▶ **OBJECTIVE**
Please reproduce the lines from the one that contains "locate the skate" through the one that contains "top-left (184, 181), bottom-right (205, 194)", replacing "skate blade" with "ice skate blade" and leaving everything else unchanged.

▶ **EXCERPTED DATA**
%%

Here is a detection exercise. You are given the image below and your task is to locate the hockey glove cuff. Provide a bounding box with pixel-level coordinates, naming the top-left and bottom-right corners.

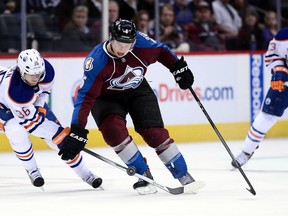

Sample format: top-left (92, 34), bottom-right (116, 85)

top-left (170, 56), bottom-right (194, 90)
top-left (58, 124), bottom-right (89, 160)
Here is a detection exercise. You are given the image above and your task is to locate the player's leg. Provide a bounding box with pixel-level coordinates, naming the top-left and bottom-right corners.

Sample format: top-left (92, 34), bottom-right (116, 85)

top-left (92, 98), bottom-right (157, 194)
top-left (5, 119), bottom-right (44, 187)
top-left (129, 79), bottom-right (194, 185)
top-left (231, 88), bottom-right (288, 167)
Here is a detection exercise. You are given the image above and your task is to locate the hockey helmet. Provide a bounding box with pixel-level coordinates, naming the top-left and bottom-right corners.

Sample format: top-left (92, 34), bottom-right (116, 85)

top-left (111, 19), bottom-right (136, 43)
top-left (17, 49), bottom-right (45, 80)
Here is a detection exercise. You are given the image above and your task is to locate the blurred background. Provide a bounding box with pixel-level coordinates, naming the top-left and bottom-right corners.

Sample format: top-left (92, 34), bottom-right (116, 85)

top-left (0, 0), bottom-right (288, 55)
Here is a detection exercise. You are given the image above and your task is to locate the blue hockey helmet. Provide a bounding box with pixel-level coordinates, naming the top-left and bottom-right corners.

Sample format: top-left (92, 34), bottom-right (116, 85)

top-left (111, 19), bottom-right (136, 43)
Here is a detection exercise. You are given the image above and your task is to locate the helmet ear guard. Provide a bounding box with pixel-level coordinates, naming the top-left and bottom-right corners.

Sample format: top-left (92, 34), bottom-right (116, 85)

top-left (110, 19), bottom-right (137, 43)
top-left (17, 49), bottom-right (45, 80)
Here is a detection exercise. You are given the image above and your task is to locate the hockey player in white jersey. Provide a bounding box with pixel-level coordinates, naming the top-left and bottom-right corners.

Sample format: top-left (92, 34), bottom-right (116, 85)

top-left (232, 27), bottom-right (288, 168)
top-left (0, 49), bottom-right (102, 188)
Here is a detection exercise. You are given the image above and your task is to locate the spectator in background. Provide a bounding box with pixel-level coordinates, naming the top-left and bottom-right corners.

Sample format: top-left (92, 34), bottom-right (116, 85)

top-left (137, 0), bottom-right (155, 20)
top-left (262, 11), bottom-right (278, 49)
top-left (154, 4), bottom-right (189, 52)
top-left (61, 5), bottom-right (95, 52)
top-left (184, 1), bottom-right (224, 51)
top-left (188, 0), bottom-right (214, 16)
top-left (173, 0), bottom-right (193, 27)
top-left (212, 0), bottom-right (242, 50)
top-left (92, 0), bottom-right (120, 44)
top-left (134, 10), bottom-right (153, 37)
top-left (237, 10), bottom-right (263, 50)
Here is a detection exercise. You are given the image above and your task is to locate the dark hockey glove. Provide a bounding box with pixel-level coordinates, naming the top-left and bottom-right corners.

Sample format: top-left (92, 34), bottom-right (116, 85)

top-left (270, 66), bottom-right (288, 92)
top-left (58, 124), bottom-right (89, 160)
top-left (170, 56), bottom-right (194, 90)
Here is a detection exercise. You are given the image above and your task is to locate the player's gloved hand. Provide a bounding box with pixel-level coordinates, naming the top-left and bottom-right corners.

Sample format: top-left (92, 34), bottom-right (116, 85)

top-left (58, 124), bottom-right (89, 160)
top-left (270, 66), bottom-right (288, 92)
top-left (36, 106), bottom-right (47, 116)
top-left (170, 56), bottom-right (194, 90)
top-left (0, 107), bottom-right (14, 131)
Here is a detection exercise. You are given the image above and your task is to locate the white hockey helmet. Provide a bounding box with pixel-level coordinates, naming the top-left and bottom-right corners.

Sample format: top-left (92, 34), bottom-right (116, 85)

top-left (17, 49), bottom-right (45, 80)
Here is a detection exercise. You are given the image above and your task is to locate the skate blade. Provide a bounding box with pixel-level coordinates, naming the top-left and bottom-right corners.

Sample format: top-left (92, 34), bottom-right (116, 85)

top-left (135, 184), bottom-right (157, 195)
top-left (184, 181), bottom-right (205, 194)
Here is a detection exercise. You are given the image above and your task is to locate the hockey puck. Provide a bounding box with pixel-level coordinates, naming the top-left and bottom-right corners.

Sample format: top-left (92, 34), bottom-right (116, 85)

top-left (126, 167), bottom-right (136, 176)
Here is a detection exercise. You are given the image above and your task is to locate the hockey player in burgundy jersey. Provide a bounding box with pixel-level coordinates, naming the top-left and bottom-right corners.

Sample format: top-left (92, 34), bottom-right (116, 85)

top-left (232, 27), bottom-right (288, 168)
top-left (0, 49), bottom-right (102, 188)
top-left (59, 19), bottom-right (194, 194)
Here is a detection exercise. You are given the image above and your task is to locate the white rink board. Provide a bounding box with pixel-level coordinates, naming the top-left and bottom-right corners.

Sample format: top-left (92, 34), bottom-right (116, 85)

top-left (0, 54), bottom-right (288, 128)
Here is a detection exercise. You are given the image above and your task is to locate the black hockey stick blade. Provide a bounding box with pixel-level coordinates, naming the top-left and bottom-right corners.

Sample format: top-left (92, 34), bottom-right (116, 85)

top-left (83, 148), bottom-right (205, 195)
top-left (189, 87), bottom-right (256, 196)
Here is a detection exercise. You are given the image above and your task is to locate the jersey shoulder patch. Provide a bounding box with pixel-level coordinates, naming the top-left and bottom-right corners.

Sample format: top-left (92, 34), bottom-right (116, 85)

top-left (8, 70), bottom-right (34, 104)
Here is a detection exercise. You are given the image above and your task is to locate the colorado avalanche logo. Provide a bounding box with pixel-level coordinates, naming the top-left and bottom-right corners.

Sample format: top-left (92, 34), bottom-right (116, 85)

top-left (108, 65), bottom-right (144, 90)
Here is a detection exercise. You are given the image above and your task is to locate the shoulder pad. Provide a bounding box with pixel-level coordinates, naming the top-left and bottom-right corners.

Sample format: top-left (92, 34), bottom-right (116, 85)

top-left (8, 70), bottom-right (34, 103)
top-left (275, 27), bottom-right (288, 40)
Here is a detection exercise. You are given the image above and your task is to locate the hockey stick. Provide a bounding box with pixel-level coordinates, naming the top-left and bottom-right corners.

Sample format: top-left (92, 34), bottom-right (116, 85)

top-left (189, 87), bottom-right (256, 196)
top-left (83, 148), bottom-right (205, 195)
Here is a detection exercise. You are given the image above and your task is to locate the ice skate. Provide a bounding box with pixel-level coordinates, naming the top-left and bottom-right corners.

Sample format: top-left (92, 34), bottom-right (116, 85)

top-left (178, 172), bottom-right (195, 186)
top-left (133, 168), bottom-right (157, 195)
top-left (231, 151), bottom-right (254, 168)
top-left (83, 173), bottom-right (102, 188)
top-left (26, 169), bottom-right (45, 187)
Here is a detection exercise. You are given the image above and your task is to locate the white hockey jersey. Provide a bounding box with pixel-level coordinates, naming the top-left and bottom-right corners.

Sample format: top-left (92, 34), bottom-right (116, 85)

top-left (265, 27), bottom-right (288, 72)
top-left (0, 60), bottom-right (59, 139)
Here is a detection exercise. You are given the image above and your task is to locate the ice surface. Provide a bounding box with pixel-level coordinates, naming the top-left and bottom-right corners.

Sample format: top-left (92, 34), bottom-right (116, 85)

top-left (0, 139), bottom-right (288, 216)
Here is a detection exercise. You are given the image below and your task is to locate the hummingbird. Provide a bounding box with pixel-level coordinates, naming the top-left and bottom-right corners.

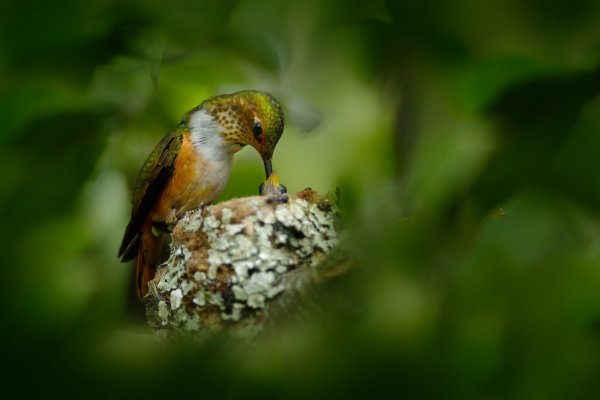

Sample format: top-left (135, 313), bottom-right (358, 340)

top-left (119, 90), bottom-right (283, 299)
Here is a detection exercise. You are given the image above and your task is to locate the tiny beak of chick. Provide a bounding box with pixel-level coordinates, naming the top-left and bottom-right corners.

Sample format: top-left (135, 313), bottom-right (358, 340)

top-left (263, 158), bottom-right (273, 180)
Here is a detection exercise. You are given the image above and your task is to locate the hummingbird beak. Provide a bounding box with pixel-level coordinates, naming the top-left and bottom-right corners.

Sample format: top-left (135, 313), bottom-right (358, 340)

top-left (263, 159), bottom-right (273, 179)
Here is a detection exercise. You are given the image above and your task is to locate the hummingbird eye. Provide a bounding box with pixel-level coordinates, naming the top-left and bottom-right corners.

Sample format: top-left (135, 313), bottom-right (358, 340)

top-left (252, 119), bottom-right (262, 142)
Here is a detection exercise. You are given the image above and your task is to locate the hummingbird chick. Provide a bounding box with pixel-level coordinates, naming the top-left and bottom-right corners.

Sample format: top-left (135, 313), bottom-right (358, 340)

top-left (119, 90), bottom-right (283, 299)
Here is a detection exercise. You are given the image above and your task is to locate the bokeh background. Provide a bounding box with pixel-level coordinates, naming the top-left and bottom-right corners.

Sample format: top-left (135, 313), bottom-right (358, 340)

top-left (0, 0), bottom-right (600, 399)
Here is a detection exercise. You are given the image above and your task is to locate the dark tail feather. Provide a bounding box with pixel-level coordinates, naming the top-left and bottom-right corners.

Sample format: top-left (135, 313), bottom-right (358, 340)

top-left (135, 221), bottom-right (166, 300)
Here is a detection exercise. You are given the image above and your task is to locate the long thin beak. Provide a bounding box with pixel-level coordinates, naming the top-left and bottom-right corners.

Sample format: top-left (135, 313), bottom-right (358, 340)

top-left (263, 160), bottom-right (273, 179)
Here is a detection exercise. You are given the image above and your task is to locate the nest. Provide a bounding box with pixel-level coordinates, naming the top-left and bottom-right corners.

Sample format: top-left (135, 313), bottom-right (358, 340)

top-left (144, 189), bottom-right (339, 336)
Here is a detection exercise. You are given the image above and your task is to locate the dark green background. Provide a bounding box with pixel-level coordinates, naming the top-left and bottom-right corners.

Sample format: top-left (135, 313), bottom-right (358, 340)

top-left (0, 0), bottom-right (600, 399)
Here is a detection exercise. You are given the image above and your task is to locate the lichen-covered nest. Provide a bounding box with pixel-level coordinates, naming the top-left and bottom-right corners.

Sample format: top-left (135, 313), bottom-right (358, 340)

top-left (144, 189), bottom-right (339, 336)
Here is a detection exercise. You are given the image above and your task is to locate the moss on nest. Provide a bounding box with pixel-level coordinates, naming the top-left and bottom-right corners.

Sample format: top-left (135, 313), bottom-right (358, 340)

top-left (144, 189), bottom-right (339, 336)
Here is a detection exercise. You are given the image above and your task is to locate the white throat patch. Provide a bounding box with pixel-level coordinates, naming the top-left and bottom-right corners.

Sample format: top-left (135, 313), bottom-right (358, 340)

top-left (190, 109), bottom-right (232, 163)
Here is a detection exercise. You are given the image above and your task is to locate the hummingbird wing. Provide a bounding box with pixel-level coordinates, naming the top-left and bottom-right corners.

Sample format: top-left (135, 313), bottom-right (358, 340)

top-left (119, 131), bottom-right (183, 261)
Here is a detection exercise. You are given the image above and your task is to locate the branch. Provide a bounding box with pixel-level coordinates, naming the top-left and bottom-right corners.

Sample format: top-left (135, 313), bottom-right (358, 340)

top-left (144, 189), bottom-right (346, 337)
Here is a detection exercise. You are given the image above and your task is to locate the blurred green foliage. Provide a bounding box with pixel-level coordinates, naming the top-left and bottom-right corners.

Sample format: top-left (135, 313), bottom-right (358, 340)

top-left (0, 0), bottom-right (600, 399)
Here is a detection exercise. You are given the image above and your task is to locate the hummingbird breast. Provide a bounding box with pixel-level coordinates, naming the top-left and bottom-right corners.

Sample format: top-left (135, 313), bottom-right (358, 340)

top-left (152, 133), bottom-right (233, 221)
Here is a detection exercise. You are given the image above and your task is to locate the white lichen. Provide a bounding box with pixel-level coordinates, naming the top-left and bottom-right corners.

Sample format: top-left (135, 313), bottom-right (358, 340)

top-left (169, 289), bottom-right (183, 310)
top-left (148, 198), bottom-right (338, 338)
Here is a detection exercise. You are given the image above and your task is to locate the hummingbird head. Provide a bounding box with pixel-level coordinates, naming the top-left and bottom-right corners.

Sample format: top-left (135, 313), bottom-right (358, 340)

top-left (201, 90), bottom-right (283, 178)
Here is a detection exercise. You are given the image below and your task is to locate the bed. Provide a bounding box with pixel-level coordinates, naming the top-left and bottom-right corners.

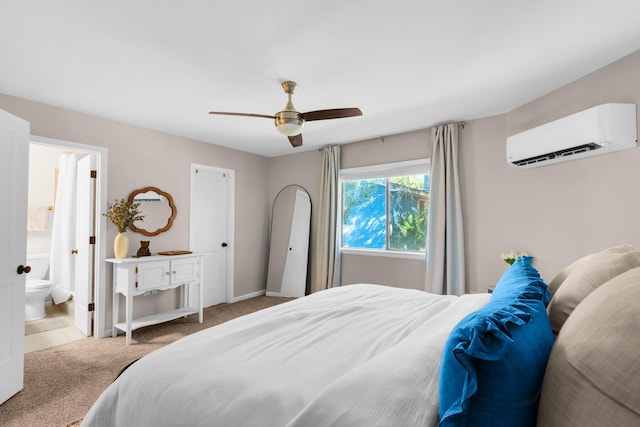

%%

▶ **THE RESULT**
Here is a detection exercise. You are given the image above and your task is to locate the ice skate blade. Provide a bounding box with pixel-level coordinates, naming the top-left and bottom-right corners.

Sample format: top-left (92, 34), bottom-right (116, 85)

top-left (135, 184), bottom-right (157, 195)
top-left (184, 181), bottom-right (205, 194)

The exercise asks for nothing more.